How to complete this task: Write each entry out again verbatim, pictures excluded.

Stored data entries
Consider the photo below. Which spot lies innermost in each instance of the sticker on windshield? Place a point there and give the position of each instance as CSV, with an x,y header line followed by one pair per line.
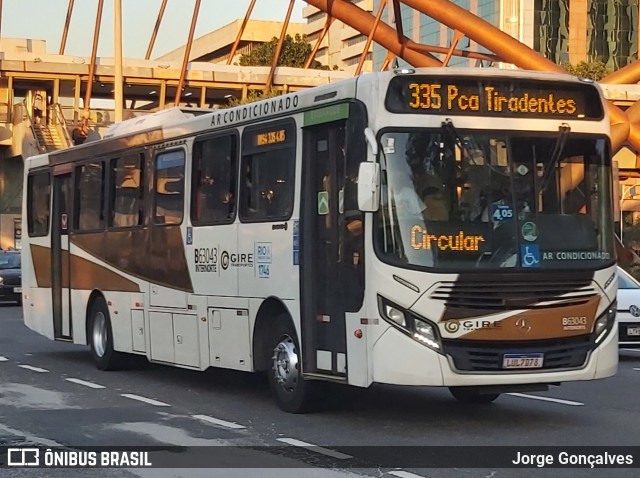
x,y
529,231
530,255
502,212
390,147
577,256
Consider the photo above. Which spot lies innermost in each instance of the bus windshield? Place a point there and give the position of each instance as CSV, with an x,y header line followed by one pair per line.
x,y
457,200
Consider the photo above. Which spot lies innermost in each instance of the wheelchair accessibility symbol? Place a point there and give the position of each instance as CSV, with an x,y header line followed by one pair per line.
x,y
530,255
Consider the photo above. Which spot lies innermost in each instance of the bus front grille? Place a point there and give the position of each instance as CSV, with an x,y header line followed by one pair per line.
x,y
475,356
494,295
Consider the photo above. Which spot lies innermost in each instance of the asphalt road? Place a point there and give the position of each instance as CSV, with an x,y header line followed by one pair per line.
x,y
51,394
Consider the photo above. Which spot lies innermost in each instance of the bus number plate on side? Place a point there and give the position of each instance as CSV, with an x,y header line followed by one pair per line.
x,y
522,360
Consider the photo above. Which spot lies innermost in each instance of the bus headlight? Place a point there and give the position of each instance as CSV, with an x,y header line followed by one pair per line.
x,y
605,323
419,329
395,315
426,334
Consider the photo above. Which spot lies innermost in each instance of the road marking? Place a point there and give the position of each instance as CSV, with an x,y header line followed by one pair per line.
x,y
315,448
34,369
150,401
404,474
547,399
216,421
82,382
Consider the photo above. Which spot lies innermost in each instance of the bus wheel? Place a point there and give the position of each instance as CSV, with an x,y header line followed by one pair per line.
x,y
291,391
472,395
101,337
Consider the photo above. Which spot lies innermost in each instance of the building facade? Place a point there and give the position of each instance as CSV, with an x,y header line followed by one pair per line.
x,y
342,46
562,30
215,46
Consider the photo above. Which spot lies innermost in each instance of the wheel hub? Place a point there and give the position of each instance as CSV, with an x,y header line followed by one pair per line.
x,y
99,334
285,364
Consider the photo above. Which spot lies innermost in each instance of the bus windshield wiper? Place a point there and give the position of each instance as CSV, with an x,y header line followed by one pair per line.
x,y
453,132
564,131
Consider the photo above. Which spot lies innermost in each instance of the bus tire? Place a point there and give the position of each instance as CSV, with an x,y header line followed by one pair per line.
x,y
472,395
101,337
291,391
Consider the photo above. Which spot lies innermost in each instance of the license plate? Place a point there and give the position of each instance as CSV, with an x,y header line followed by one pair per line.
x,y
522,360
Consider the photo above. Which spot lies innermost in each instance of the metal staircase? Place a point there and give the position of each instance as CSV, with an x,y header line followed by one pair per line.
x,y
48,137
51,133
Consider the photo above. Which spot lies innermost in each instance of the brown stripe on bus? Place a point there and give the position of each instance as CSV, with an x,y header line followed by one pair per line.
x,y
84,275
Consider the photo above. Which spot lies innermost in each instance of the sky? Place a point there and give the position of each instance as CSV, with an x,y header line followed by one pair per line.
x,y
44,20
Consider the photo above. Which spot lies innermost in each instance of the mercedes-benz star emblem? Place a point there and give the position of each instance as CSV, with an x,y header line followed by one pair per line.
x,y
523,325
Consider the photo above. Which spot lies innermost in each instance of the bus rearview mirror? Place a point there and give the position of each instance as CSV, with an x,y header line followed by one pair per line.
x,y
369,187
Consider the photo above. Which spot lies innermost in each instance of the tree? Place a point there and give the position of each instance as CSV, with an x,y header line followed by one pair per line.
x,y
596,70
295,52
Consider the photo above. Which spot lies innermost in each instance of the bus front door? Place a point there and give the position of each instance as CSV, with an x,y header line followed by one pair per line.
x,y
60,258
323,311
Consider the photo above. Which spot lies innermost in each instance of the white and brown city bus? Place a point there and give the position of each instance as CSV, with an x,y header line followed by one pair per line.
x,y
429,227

Exercise solution:
Consider the photo below. Which spot lies innermost in each instance of the sticker on windshield? Place a point there and give the position of each instance as CSV, with an x,y header line followed by one pair per line.
x,y
529,231
530,255
502,212
390,147
577,256
Consider the photo above. Which spot lies innermost in each instance of the bus windshield? Place a point there and give the position of each instance as CSV, with an x,y header line followed by one pair per line.
x,y
457,200
Consider the photo above. Which spot lies innermost in each instance of the wheelchair accessibility symbol? Place a point there and give the position of each instance as CSV, with an x,y header line followed by one pair per line.
x,y
530,255
Consider the photo above. Which spot lies innermost in each instance of the bus front grille? Place a point there and give the position of each instance as CSV, with an x,y header line followed by one pair per line.
x,y
475,356
494,295
Consider the photo above. Which spot lies innermost in each instance of the asphalt road? Place a point there and give the position of each instance as CSV, with an x,y header line followed by one pair per line.
x,y
51,394
Consider the photo above. Which spot lies innermost in each instance of the bus number plate on side? Place a point there and give the position of each instance as CSV, with an x,y header line followed by one pair per line.
x,y
522,360
Consider the photo above. Which spot lies innermost in each instance of the bus headlight? Place a point there and give the position of each instance as CSV, with an x,y header line followed by one pair per line.
x,y
605,323
419,329
395,315
426,334
Consider the photo above. Which spot lies innermost in each instance of the road marking? Place a point there and give the position of each instance as CSV, with an x,y header line followed by one pair per line.
x,y
315,448
34,369
150,401
404,474
547,399
216,421
82,382
Consider the photo above. Which spot lies innermost in each instance of the bus wheel? Place a point there and give the position of each instance as CSV, with an x,y header line followed by one pair per line.
x,y
291,391
472,395
101,337
Consider the photo above. Which spot lies innermost in each instance of the building facade? Place a point there and give the position of each instance as CSV, with an x,y header line followed by one pair per line.
x,y
342,46
562,30
215,46
Consider the photo above. Which spot lies innermost in each instance of the wheel hub? Place a point there and give the position of each instance as CSV, with an x,y header line followed by one pair per line.
x,y
99,334
285,364
Consider the photo above. Which spot lies innermost in each instance of the bus windshield wiper? Place a point there and give the position of each instance as CSV, with an x,y header line followed by one pair per line.
x,y
453,132
564,131
Consider the photo above. Which spot lies innermost in each instance of the bus tire? Place a point there and give the position of each instance as CSV, with an x,y header line followed by one pair per line.
x,y
472,395
101,337
291,391
Consider the photo above. Which spot lies innermost in each instance of the license plate? Place a point there and give the position of each instance as CSV, with an x,y header line followed by one pair per line.
x,y
522,360
Consider the photo above. Which spot lies innermost in each instance of the metal staircase? Place a point there and give the position of each instance as CSV, with an x,y header line followed by one pair per line.
x,y
48,137
51,133
Consider the photo above. Which spot lies innermost in each instance of the brown stripe on bus? Place a point there and give the position of each instance as CSV, with an x,y header line followed by one pair per line.
x,y
84,275
Consider the photo above. Which spot lies innermost in each instance of the sky? Place a point there and give the position of each instance as CSV, with an x,y header line followed by one pair per line.
x,y
44,20
Consider the photo above. Which spot lies innermost in each instance of the mercedes-benz star emblem? Place a point there and give the position of each instance as CSV, with an x,y header line followed by one pair per line.
x,y
523,325
Consider the photo above. Which spot lies innermost in each instance of the bus rearview mirror? Place a point there and give the position of each instance as CSV, with an x,y header line followed by one pair per line.
x,y
369,187
Consider the photo above. Which spot lies innermost in each instance of the tree? Place a point there and give the position of each instance as CSV, with an x,y header line followed by one pair per line.
x,y
596,70
295,52
Consider the photo above. Which spot lies innermost in each instance of the bus front door? Place a point there and give the position of each instance as CSV, with an x,y header line followed by one pair per line.
x,y
60,258
323,311
Consider the photo above. Which spot lies innermost in each instance of the white and brown city bus? Place a point there and give the position of each instance as CSV, with an x,y header line followed by one pair per line.
x,y
429,227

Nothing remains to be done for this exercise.